**Goal of the exercise**:
Gather every line of the data below that contains the word "cliff". Case matters.

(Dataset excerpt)
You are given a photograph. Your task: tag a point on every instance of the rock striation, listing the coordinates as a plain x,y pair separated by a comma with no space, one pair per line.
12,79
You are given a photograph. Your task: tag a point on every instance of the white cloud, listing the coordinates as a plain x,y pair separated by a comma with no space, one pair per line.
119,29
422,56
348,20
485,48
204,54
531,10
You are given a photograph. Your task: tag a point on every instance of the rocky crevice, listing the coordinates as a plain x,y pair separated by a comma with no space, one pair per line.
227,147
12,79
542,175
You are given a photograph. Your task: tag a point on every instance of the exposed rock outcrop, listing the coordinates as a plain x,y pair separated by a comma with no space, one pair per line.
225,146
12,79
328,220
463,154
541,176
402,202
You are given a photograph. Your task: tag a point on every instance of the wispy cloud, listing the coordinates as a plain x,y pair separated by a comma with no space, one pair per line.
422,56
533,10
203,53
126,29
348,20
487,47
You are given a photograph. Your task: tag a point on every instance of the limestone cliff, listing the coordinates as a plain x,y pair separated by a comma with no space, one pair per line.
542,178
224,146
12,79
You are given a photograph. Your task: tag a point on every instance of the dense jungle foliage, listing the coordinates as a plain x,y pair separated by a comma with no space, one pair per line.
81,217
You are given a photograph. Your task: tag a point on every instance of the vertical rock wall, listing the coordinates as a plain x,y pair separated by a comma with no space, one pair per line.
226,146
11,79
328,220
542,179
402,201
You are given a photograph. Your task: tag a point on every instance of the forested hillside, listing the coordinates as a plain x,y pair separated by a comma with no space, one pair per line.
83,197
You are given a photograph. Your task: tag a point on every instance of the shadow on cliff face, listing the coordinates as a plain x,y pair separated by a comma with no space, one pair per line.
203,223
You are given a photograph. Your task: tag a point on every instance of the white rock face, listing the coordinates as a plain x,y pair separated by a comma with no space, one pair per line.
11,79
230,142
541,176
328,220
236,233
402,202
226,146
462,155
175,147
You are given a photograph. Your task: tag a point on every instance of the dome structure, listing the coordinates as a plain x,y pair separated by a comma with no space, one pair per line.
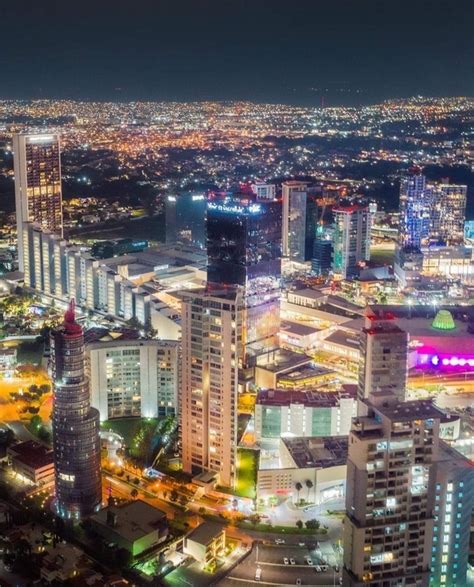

**Result**:
You are given a photograph. Your task: tag a point on every instance of the limestone cliff, listing the coordinates as a plain x,y pair separated by a comma with no space, one pair per line.
You are given a photograph. Your task: tag a point on every instance of the shadow on cliff face, listing the coordinates as a plain x,y pair separated by a comma with no space, one pair per line.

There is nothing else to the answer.